• Data to use:
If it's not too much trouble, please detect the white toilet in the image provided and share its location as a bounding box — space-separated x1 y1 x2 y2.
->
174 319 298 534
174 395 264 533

==

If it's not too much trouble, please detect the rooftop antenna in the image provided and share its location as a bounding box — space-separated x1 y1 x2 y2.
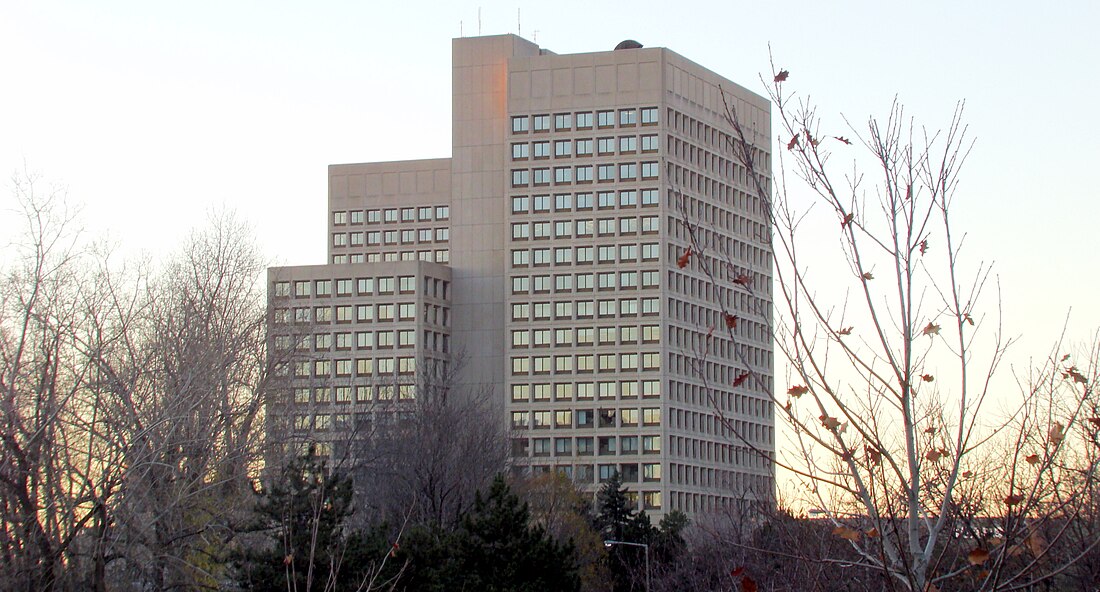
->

• Work instruction: Find the string "provided" in the entries above. Copy each line where it occurs.

• Answer to this problem:
If it's not too much trouble, please detect the white toilet in the image provided and share its location as a bounding box — space-separated x1 y1 x2 y2.
If it's not too much trouble, please detect the rooftop antenna in the image provided and share its location as a bounding box — space-separated x1 y1 x2 y2.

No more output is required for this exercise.